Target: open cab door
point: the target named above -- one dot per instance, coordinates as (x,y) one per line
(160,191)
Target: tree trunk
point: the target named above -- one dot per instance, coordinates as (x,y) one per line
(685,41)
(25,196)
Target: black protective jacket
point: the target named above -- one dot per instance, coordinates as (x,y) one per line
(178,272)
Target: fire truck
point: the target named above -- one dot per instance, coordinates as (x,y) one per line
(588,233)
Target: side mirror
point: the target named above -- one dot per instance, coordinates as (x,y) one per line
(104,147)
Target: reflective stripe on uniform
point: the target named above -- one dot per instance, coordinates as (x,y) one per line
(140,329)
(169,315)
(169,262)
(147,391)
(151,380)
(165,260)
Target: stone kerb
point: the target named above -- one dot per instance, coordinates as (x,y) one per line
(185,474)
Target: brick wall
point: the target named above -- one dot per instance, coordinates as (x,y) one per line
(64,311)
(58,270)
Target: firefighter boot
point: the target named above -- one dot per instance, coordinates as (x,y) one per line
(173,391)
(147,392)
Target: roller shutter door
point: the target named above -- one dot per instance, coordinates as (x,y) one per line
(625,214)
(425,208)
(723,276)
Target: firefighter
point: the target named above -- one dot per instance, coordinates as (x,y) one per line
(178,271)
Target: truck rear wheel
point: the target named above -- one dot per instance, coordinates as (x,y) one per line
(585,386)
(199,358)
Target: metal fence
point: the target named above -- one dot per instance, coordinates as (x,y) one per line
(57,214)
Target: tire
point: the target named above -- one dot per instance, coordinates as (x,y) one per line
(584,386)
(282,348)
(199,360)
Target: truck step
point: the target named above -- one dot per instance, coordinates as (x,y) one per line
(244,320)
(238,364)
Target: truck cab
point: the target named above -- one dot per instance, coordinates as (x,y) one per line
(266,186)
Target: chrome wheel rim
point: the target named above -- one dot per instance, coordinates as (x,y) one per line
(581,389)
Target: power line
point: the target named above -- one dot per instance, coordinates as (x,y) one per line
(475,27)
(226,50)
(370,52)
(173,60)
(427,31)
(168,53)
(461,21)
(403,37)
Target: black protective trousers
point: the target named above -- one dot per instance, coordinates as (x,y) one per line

(What you have to do)
Update the records above so that every "truck" becomes "lorry", and leave all other text untouched.

(The completed task)
Target: open cab door
point: the target named above -- one dot per instance, coordinates as (x,y) one per line
(160,191)
Target: tree trunk
point: the target named above -- one dot per instance, coordinates as (x,y) one per line
(685,41)
(25,196)
Target: black protective jacket
point: the target named above -- one dot per instance, coordinates as (x,y) one per line
(178,272)
Target: fire lorry
point: the target named above -- one dot per instance, coordinates as (x,y) one per line
(588,233)
Target: side mirror
point: the target named above -- one dot per instance, coordinates as (x,y) one per line
(104,147)
Target: reflective stripe on uniform
point: the target named above -- one dot per instance, coordinates as (x,y) one per line
(140,329)
(169,315)
(169,262)
(147,391)
(151,380)
(165,260)
Target: stone kerb
point: the target named above -- one dot per instance, coordinates as (x,y) one per line
(185,474)
Target: brick wall
point: the target named above -- one dot per instance, coordinates as (x,y) one per line
(64,311)
(58,270)
Target: firefighter boot
point: the target named above -- one dot per instance, coordinates as (x,y) one per line
(173,391)
(147,392)
Target: roller shutter door
point: the target named above -- one dot per instance, coordinates as (x,y) one per line
(625,214)
(425,208)
(723,276)
Target: firefighter
point: the target named above -- one dot per instance, coordinates as (x,y) one per line
(178,271)
Target: lorry rear wheel
point: the target named above -- one dot per instance, coordinates as (x,y) one per line
(585,386)
(199,358)
Target: metal fence
point: the target named above -- one dot per instance, coordinates as (x,y) one per line
(57,214)
Target: tire
point: the target named above -- one dot per instance, coordinates as (x,y) one per line
(584,386)
(282,348)
(199,360)
Target: lorry step
point: the target named above -- one dot per instance, coordinates as (x,y) one per line
(244,320)
(238,364)
Target: lorry cab
point: the target named above -- one dot per instance, coordinates as (x,y) one per line
(266,186)
Target: chrome wheel rim
point: the target named above -- one dot per instance, coordinates as (x,y) one per line
(581,389)
Target: power line
point: the target named above -- one dot per instance, coordinates as (x,y) one per line
(475,27)
(226,50)
(370,52)
(173,60)
(427,31)
(168,53)
(461,21)
(403,37)
Target: black protective trousers
point: the target named above -- one dot per instance, coordinates as (x,y) one per line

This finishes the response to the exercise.